» Tasks for this exercise
1 – According to the passage on water and sanitation access in China, what led to the gains seen from 2010 to 2020?
2 – From the passage on water and sanitation access in China, print the part from "Moreover, from 2000" up to and including "in these improvements.".
3 – List every percentage figure given in the passage on water and sanitation access in China.

Moreover, from 2000 to 2010, China saw significant improvements in WASH access, with access to safe water increasing from 45.7% to 64.6%, and access to sanitary toilets rising from 18.7% to 37.3%. This decade was marked by accelerated infrastructure development, particularly in rural areas. The subsequent period from 2010 to 2020 witnessed even more substantial gains, with safe water access reaching 91.3% and sanitary toilet access increasing to 78.5%. The continued efforts in rural infrastructure, coupled with urban–rural integration policies, played a pivotal role in these improvements.

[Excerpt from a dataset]
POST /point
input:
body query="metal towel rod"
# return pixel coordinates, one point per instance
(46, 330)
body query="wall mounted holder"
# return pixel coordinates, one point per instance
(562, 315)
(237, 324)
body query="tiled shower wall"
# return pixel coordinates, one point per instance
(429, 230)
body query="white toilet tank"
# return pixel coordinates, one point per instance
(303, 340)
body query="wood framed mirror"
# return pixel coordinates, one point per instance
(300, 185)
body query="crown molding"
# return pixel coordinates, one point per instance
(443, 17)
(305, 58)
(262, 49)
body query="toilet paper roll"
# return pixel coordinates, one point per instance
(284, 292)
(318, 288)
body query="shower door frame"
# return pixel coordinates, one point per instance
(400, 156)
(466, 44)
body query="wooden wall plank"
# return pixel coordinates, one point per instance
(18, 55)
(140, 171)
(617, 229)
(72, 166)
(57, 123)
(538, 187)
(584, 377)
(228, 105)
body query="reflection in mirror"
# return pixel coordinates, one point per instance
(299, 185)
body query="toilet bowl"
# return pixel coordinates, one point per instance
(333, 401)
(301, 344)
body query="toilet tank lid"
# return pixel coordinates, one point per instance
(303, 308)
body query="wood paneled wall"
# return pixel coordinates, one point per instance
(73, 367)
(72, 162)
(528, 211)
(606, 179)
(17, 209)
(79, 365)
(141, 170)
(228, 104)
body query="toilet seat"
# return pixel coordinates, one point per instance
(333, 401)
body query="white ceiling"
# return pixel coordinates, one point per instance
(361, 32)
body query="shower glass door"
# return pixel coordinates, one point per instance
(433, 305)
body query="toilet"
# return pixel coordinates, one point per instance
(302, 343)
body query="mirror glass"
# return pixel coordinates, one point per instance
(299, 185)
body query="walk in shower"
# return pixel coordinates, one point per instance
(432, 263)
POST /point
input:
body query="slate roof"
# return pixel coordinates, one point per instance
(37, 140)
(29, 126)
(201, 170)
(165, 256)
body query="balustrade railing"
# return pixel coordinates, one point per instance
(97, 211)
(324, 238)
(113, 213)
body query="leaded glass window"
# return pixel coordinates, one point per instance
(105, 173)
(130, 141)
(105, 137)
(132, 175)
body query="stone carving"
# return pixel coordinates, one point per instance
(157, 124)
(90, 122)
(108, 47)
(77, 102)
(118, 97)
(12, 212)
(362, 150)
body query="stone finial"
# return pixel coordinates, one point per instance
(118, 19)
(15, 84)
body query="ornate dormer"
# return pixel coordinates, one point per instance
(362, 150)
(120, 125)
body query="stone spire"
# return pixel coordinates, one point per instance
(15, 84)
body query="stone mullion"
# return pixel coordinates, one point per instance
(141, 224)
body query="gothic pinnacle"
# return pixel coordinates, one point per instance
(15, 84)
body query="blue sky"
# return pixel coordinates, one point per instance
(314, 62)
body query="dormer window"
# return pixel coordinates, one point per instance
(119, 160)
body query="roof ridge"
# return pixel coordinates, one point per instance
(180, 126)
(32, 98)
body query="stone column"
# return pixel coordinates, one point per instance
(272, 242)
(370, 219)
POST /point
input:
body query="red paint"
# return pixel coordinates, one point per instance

==

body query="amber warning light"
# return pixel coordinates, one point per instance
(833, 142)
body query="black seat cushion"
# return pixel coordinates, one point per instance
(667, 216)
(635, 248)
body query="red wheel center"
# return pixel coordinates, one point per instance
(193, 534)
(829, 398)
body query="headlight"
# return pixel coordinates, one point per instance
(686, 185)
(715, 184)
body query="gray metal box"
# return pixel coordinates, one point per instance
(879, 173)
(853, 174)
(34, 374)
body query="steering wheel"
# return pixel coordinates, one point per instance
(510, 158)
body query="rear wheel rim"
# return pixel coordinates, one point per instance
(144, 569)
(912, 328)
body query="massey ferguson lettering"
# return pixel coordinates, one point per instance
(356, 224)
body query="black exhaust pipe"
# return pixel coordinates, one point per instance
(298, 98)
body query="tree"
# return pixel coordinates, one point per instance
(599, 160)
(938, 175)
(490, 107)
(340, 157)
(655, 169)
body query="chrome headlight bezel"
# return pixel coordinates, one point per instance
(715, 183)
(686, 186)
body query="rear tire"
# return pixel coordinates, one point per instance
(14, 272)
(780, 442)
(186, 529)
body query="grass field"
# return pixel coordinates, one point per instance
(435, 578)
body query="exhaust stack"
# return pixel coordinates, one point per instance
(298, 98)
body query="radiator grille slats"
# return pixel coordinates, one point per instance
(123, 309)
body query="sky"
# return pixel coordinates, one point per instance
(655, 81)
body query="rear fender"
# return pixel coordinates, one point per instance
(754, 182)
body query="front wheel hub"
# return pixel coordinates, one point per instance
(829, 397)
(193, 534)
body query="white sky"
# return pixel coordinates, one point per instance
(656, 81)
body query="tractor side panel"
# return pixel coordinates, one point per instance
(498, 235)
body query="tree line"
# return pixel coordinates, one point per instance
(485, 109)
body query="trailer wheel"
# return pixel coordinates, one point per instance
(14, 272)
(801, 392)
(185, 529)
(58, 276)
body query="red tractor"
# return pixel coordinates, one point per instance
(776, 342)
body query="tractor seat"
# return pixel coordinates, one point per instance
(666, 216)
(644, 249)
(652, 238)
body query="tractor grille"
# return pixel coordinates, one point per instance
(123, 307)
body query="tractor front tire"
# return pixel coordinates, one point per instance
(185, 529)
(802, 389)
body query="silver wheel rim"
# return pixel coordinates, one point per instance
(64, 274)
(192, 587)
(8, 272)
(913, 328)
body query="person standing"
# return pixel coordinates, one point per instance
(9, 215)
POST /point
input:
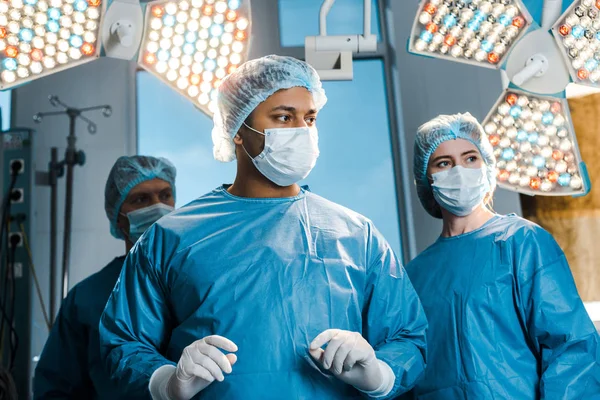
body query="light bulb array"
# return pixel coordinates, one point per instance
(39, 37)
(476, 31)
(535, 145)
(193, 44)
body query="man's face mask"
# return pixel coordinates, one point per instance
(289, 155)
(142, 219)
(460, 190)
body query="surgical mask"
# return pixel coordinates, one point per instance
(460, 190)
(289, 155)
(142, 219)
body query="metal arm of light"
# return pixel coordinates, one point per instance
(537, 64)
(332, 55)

» Expected answers
1 – The passage credits the gains from 2010 to 2020 to continued work on rural infrastructure, along with policies that brought urban and rural areas closer together. It says these efforts played a pivotal role in raising safe water access to 91.3% and sanitary toilet access to 78.5%.

2 –
Moreover, from 2000 to 2010, China saw significant improvements in WASH access, with access to safe water increasing from 45.7% to 64.6%, and access to sanitary toilets rising from 18.7% to 37.3%. This decade was marked by accelerated infrastructure development, particularly in rural areas. The subsequent period from 2010 to 2020 witnessed even more substantial gains, with safe water access reaching 91.3% and sanitary toilet access increasing to 78.5%. The continued efforts in rural infrastructure, coupled with urban–rural integration policies, played a pivotal role in these improvements.

3 –
- 45.7%
- 64.6%
- 18.7%
- 37.3%
- 91.3%
- 78.5%